● **Bloc de texte**
Ce cas a lui-même été précédé quelques mois auparavant par une autre intervention mortelle auprès d’un homme sans abris souffrant de maladie mentale. Le 7 juin 2011, Mario Hamel était en train de déchirer des sacs de poubelles sur la rue Saint-Denis lorsqu’il a été atteint mortellement par des policiers qui tentaient de le maitriser. Lors de l’intervention, une balle perdue a également atteint mortellement Patrick Limoges, un homme de 40 ans qui se rendait au travail en vélo. L’enquête publique, également menée par Jean Brochu, recommandait entre autres d’équiper plus de policiers avec des pistolets à impulsion électrique, plus de formation au niveau de l’utilisation de l’arme de service ainsi que plus de service pour les sans-abri souffrant de maladie mentale.

C’est donc avec ces deux précédentes enquêtes en tête que le coroner Luc Malouin examinera le présent dossier. Il examinera l’ensemble des faits de la présente intervention ainsi que la façon que procède habituellement le SPVM lorsqu’ils doivent intervenir auprès de clientèle ayant des problématiques de santé mentales.

● **Problème 1**
Dressez la liste de toutes les personnes désignées par leur nom dans le bloc de texte.
● **Problème 2**
Recopiez le passage du bloc de texte qui commence par « C’est donc avec » et se termine par « de santé mentales. ».

● **Enregistrements de données**
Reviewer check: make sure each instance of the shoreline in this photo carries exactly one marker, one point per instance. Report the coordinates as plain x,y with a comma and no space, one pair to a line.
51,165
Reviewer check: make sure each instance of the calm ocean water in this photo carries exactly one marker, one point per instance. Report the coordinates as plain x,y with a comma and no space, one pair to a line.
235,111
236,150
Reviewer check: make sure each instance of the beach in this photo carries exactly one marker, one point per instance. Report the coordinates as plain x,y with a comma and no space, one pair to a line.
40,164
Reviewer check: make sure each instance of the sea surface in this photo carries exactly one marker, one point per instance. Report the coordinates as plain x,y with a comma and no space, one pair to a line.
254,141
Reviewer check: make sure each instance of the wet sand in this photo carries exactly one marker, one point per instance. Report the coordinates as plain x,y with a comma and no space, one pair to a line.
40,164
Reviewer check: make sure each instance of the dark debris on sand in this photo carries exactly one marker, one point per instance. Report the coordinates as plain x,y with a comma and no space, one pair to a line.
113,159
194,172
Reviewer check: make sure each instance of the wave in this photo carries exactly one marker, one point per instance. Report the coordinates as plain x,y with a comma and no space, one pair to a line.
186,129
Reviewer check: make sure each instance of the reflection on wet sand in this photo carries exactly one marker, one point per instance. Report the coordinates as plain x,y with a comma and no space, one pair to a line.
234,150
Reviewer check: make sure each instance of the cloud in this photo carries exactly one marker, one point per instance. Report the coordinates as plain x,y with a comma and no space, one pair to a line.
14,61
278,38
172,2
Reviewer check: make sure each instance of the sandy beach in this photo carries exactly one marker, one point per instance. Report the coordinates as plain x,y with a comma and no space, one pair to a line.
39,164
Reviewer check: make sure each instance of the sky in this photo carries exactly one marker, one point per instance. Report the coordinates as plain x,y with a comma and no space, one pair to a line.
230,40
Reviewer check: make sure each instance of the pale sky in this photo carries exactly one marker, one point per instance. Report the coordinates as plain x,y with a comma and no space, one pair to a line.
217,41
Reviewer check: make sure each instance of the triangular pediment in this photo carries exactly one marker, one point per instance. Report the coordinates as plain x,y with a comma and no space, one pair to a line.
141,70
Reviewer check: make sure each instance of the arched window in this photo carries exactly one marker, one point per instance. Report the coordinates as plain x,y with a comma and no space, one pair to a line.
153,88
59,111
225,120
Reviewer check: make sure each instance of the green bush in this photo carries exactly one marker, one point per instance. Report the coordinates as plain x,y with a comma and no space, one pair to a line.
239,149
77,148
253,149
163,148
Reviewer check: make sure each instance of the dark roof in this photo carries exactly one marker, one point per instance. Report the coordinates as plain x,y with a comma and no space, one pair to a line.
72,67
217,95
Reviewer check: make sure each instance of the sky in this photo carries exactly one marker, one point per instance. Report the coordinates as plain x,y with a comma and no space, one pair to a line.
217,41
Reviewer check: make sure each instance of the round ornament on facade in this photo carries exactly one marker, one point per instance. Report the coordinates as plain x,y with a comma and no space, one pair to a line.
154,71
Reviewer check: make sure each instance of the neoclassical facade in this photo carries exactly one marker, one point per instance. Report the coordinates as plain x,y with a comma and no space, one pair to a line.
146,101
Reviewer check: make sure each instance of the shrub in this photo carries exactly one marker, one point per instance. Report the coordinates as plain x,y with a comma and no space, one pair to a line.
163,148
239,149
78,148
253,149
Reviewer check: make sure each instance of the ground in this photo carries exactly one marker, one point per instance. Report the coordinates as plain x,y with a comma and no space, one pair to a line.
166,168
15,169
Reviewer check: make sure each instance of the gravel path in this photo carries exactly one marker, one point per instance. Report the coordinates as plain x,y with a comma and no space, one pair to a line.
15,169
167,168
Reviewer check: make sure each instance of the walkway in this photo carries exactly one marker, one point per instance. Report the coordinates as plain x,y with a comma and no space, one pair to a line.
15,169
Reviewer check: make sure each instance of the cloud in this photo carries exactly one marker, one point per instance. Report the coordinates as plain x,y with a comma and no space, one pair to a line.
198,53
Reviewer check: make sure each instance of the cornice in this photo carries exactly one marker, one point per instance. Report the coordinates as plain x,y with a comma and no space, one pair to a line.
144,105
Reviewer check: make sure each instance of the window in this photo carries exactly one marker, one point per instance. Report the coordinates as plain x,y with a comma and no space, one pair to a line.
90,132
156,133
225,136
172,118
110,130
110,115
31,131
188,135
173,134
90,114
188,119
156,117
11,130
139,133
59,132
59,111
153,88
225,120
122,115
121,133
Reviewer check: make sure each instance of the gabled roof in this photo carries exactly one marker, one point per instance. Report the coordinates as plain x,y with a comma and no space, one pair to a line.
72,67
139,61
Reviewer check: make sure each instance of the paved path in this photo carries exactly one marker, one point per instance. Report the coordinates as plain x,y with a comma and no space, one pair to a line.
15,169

● **Zone de réponse 1**
Mario Hamel
Patrick Limoges
Jean Brochu
Luc Malouin

● **Zone de réponse 2**
C’est donc avec ces deux précédentes enquêtes en tête que le coroner Luc Malouin examinera le présent dossier. Il examinera l’ensemble des faits de la présente intervention ainsi que la façon que procède habituellement le SPVM lorsqu’ils doivent intervenir auprès de clientèle ayant des problématiques de santé mentales.